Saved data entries
*** Begin section ***

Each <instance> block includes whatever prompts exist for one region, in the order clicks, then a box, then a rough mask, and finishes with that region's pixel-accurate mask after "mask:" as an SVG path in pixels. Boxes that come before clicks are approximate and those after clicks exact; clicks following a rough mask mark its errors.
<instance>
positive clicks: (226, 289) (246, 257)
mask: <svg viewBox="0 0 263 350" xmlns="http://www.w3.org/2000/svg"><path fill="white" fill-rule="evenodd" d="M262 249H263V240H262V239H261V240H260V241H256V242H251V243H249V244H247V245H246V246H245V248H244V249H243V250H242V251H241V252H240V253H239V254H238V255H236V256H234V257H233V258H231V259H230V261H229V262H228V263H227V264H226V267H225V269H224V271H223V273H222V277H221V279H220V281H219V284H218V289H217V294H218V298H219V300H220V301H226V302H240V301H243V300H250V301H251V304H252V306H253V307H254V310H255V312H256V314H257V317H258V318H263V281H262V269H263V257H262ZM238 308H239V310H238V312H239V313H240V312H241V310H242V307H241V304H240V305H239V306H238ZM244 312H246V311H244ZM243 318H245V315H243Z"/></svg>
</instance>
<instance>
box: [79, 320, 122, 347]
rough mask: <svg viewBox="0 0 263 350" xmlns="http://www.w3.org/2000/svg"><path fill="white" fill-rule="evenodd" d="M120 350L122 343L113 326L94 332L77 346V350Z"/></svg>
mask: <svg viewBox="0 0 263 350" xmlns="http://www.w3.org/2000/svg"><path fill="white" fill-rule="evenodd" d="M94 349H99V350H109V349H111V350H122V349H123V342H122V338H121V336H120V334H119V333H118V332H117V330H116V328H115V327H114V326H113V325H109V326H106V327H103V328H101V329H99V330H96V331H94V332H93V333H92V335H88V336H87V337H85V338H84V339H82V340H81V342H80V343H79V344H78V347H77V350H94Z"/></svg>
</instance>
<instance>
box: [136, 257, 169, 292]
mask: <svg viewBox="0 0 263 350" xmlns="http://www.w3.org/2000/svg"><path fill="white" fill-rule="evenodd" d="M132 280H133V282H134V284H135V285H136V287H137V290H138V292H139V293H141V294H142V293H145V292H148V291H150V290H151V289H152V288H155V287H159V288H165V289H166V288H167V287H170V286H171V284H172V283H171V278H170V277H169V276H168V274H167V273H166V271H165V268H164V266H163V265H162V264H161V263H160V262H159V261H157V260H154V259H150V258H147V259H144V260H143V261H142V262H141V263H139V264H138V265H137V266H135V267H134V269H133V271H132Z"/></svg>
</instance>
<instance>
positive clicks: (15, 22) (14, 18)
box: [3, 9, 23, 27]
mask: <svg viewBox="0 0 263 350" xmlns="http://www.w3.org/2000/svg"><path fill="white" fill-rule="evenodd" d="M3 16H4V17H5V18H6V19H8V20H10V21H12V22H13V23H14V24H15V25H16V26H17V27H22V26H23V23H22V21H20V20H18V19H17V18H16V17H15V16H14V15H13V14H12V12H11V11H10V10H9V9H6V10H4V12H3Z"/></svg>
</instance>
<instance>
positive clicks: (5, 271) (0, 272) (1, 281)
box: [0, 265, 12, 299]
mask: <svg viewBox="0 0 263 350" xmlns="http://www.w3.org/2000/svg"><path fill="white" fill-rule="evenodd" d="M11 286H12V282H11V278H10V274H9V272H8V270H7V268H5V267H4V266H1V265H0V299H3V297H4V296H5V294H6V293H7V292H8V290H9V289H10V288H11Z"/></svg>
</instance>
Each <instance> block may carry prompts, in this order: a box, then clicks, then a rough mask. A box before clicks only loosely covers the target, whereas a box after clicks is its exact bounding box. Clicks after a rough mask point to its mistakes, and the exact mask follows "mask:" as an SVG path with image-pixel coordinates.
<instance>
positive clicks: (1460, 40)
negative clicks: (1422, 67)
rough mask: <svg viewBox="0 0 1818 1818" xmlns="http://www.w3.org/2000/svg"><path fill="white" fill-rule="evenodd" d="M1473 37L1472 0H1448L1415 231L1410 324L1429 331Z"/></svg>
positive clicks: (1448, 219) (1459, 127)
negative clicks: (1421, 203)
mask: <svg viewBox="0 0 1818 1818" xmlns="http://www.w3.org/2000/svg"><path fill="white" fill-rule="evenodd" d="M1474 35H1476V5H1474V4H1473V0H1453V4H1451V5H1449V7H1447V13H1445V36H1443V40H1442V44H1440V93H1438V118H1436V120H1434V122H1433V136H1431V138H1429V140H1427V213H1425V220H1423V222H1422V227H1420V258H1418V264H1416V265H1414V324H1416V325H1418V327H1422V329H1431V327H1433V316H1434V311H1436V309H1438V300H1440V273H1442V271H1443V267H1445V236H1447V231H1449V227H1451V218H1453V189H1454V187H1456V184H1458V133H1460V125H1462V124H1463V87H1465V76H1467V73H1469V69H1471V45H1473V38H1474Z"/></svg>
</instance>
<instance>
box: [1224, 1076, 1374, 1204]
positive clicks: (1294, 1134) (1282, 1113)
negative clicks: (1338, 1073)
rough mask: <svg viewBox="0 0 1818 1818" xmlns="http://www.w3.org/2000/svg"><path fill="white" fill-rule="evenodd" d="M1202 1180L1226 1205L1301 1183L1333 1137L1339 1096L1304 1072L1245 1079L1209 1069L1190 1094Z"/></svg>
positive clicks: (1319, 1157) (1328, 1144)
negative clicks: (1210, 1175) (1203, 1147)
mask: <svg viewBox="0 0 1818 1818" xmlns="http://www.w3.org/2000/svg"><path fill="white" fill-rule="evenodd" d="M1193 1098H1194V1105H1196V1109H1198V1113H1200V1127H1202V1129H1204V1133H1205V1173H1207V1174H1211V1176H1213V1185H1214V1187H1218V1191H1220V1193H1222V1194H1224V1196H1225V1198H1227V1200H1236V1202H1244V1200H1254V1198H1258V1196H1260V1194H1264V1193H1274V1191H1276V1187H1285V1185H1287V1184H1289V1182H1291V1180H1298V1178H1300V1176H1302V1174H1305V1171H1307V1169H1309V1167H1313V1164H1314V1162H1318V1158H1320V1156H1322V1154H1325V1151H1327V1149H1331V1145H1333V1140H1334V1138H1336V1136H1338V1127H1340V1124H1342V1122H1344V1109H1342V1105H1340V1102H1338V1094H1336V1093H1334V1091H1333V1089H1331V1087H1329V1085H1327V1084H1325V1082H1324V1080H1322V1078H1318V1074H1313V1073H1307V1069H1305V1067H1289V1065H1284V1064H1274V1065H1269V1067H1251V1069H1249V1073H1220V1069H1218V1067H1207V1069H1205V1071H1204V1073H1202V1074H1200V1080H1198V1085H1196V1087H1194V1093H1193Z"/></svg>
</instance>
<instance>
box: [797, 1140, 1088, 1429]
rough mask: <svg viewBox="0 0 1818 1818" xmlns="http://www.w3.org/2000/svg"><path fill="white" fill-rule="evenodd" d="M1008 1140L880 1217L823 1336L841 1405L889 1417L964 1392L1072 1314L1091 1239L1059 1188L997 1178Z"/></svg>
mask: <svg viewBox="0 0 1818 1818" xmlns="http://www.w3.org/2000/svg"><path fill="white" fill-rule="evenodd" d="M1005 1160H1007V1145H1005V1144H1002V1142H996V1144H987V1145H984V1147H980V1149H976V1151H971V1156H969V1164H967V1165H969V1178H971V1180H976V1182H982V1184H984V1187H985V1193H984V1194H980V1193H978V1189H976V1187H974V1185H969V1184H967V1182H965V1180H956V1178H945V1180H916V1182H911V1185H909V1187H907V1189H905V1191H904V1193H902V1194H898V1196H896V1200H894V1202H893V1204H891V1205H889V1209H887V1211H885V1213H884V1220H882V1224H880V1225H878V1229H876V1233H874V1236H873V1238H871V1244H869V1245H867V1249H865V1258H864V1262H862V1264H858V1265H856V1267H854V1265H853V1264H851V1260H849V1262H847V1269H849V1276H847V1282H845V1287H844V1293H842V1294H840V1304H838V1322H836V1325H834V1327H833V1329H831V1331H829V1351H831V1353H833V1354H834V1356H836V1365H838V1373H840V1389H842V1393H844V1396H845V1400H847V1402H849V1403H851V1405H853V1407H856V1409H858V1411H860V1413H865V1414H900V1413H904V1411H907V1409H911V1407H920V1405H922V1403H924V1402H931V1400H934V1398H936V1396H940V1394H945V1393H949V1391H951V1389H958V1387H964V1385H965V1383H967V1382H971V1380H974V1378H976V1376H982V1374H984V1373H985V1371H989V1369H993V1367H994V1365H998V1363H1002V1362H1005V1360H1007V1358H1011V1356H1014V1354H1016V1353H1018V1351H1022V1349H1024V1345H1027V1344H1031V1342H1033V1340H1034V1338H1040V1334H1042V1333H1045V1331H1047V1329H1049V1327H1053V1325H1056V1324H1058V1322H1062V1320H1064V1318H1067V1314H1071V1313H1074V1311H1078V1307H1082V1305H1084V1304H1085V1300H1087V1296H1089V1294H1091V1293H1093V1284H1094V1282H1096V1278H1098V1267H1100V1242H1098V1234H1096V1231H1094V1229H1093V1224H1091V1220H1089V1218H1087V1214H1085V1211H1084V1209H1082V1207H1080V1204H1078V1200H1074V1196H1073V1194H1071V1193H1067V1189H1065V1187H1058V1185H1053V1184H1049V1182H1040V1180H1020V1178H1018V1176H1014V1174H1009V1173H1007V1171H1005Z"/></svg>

*** End section ***

> _Exercise prompt_
Locate the word "exact" in the entries, and copy every line where it is found.

> _Exercise output_
Each <instance> block includes whatever prompts exist for one region, in the order clicks, then a box, then a rough mask, and finishes with that region's pixel-accurate mask after "mask:" as an SVG path in pixels. Boxes that come before clicks are approximate and those after clicks exact; clicks following a rough mask mark its errors.
Each <instance> block may carry prompts, in this order: a box, then clicks, then a rough mask. A box before clicks only loosely covers the target, whereas a box after clicks is its exact bounding box. Clicks after a rough mask point to its mistakes, and the exact mask follows "mask:" as an SVG path with image-pixel coordinates.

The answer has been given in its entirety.